Elenca i nomi utente di tutti coloro che hanno pubblicato un messaggio nella discussione del forum, nell'ordine in cui compaiono.

(BRANO DI TESTO)
###

# Saluti, fratelli rossoneri!



## LucACM9 (25 Marzo 2019)

Ciao a tutta la famiglia di questo splendido forum rossonero. Sono un abbonato alla Curva Sud da ormai 5 anni e vivo intensamente l'intera settimana pensando al nostro Diavolo, la mia seconda pelle. Scopro questo forum da qualche mese e ho deciso di iscrivermi per poter dire un'opinione sulla nostra amata Squadra, sperando di tornare ai quei livelli che ci hanno fatto vivere di emozioni indescrivibili la nostra vita rossonera. Rinnovo i miei saluti e naturalmente, Forza Milan per sempre!


----------



## rossonero71 (25 Marzo 2019)

LucACM9 ha scritto:


> Ciao a tutta la famiglia di questo splendido forum rossonero. Sono un abbonato alla Curva Sud da ormai 5 anni e vivo intensamente l'intera settimana pensando al nostro Diavolo, la mia seconda pelle. Scopro questo forum da qualche mese e ho deciso di iscrivermi per poter dire un'opinione sulla nostra amata Squadra, sperando di tornare ai quei livelli che ci hanno fatto vivere di emozioni indescrivibili la nostra vita rossonera. Rinnovo i miei saluti e naturalmente, Forza Milan per sempre!



Ciao benvenuto


----------



## willcoyote85 (25 Marzo 2019)

ciao grande!


----------

###

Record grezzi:
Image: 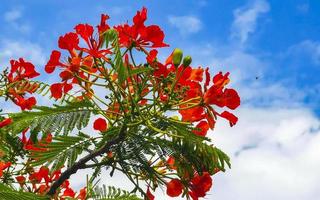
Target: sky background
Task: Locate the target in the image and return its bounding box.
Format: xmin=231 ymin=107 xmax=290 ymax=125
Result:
xmin=0 ymin=0 xmax=320 ymax=200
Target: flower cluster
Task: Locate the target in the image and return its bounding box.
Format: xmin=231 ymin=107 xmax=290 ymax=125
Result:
xmin=6 ymin=58 xmax=40 ymax=110
xmin=0 ymin=8 xmax=240 ymax=200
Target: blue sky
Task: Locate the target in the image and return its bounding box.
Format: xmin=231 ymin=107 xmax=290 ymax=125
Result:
xmin=0 ymin=0 xmax=320 ymax=200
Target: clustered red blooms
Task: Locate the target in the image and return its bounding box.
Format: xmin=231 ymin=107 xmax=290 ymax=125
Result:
xmin=15 ymin=166 xmax=86 ymax=200
xmin=93 ymin=118 xmax=107 ymax=132
xmin=6 ymin=58 xmax=40 ymax=110
xmin=16 ymin=130 xmax=86 ymax=200
xmin=0 ymin=118 xmax=12 ymax=128
xmin=0 ymin=8 xmax=240 ymax=200
xmin=0 ymin=161 xmax=11 ymax=178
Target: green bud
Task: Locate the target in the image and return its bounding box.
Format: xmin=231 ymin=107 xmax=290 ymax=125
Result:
xmin=182 ymin=56 xmax=192 ymax=67
xmin=172 ymin=48 xmax=183 ymax=67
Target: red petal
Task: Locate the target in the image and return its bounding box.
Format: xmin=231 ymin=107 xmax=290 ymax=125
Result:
xmin=44 ymin=50 xmax=61 ymax=74
xmin=50 ymin=83 xmax=63 ymax=99
xmin=93 ymin=118 xmax=107 ymax=132
xmin=167 ymin=179 xmax=183 ymax=197
xmin=220 ymin=111 xmax=238 ymax=126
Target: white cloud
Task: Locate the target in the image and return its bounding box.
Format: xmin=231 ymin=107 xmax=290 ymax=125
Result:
xmin=168 ymin=15 xmax=202 ymax=35
xmin=286 ymin=40 xmax=320 ymax=65
xmin=4 ymin=9 xmax=22 ymax=22
xmin=0 ymin=40 xmax=46 ymax=67
xmin=231 ymin=0 xmax=270 ymax=43
xmin=209 ymin=107 xmax=320 ymax=200
xmin=4 ymin=8 xmax=31 ymax=33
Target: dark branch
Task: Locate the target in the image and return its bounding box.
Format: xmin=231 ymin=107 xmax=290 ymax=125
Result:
xmin=47 ymin=125 xmax=126 ymax=196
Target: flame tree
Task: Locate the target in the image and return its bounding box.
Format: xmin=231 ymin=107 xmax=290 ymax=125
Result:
xmin=0 ymin=8 xmax=240 ymax=200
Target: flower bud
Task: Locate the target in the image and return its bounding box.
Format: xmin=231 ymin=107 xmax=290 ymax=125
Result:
xmin=172 ymin=48 xmax=183 ymax=67
xmin=182 ymin=56 xmax=192 ymax=67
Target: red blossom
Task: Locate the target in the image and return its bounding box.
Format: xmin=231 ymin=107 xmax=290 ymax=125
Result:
xmin=44 ymin=50 xmax=63 ymax=74
xmin=74 ymin=24 xmax=94 ymax=44
xmin=58 ymin=32 xmax=79 ymax=54
xmin=62 ymin=187 xmax=76 ymax=198
xmin=97 ymin=14 xmax=110 ymax=33
xmin=93 ymin=118 xmax=107 ymax=132
xmin=193 ymin=121 xmax=209 ymax=136
xmin=147 ymin=49 xmax=158 ymax=65
xmin=219 ymin=111 xmax=238 ymax=126
xmin=189 ymin=172 xmax=212 ymax=200
xmin=0 ymin=118 xmax=12 ymax=128
xmin=115 ymin=8 xmax=168 ymax=48
xmin=16 ymin=176 xmax=26 ymax=185
xmin=0 ymin=161 xmax=11 ymax=178
xmin=14 ymin=96 xmax=37 ymax=110
xmin=50 ymin=82 xmax=72 ymax=99
xmin=8 ymin=58 xmax=40 ymax=82
xmin=147 ymin=187 xmax=154 ymax=200
xmin=77 ymin=188 xmax=87 ymax=200
xmin=167 ymin=179 xmax=183 ymax=197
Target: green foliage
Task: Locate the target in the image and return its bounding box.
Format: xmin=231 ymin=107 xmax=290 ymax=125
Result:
xmin=6 ymin=101 xmax=93 ymax=135
xmin=0 ymin=183 xmax=49 ymax=200
xmin=10 ymin=80 xmax=76 ymax=103
xmin=31 ymin=132 xmax=93 ymax=171
xmin=105 ymin=29 xmax=128 ymax=83
xmin=92 ymin=185 xmax=142 ymax=200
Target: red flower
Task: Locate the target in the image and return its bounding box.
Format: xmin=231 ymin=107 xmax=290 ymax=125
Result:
xmin=93 ymin=118 xmax=107 ymax=132
xmin=44 ymin=50 xmax=63 ymax=74
xmin=179 ymin=106 xmax=205 ymax=122
xmin=14 ymin=96 xmax=37 ymax=110
xmin=16 ymin=176 xmax=26 ymax=185
xmin=58 ymin=32 xmax=79 ymax=55
xmin=147 ymin=49 xmax=158 ymax=65
xmin=62 ymin=187 xmax=76 ymax=198
xmin=97 ymin=14 xmax=110 ymax=36
xmin=193 ymin=121 xmax=209 ymax=136
xmin=50 ymin=82 xmax=72 ymax=99
xmin=0 ymin=161 xmax=11 ymax=177
xmin=219 ymin=111 xmax=238 ymax=126
xmin=115 ymin=8 xmax=168 ymax=48
xmin=0 ymin=118 xmax=12 ymax=128
xmin=74 ymin=24 xmax=94 ymax=45
xmin=189 ymin=67 xmax=204 ymax=82
xmin=77 ymin=188 xmax=87 ymax=200
xmin=147 ymin=187 xmax=154 ymax=200
xmin=167 ymin=179 xmax=183 ymax=197
xmin=8 ymin=58 xmax=40 ymax=82
xmin=189 ymin=172 xmax=212 ymax=199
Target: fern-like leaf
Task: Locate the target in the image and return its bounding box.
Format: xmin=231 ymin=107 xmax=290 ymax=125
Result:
xmin=0 ymin=183 xmax=49 ymax=200
xmin=92 ymin=185 xmax=142 ymax=200
xmin=31 ymin=133 xmax=93 ymax=171
xmin=6 ymin=101 xmax=93 ymax=135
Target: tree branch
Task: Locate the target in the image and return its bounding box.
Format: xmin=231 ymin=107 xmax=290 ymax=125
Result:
xmin=47 ymin=125 xmax=126 ymax=196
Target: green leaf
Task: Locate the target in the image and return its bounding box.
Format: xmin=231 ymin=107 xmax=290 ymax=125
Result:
xmin=105 ymin=29 xmax=128 ymax=84
xmin=5 ymin=101 xmax=93 ymax=135
xmin=31 ymin=133 xmax=93 ymax=171
xmin=91 ymin=185 xmax=142 ymax=200
xmin=0 ymin=183 xmax=49 ymax=200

###

(LA RISPOSTA) LucACM9, rossonero71, willcoyote85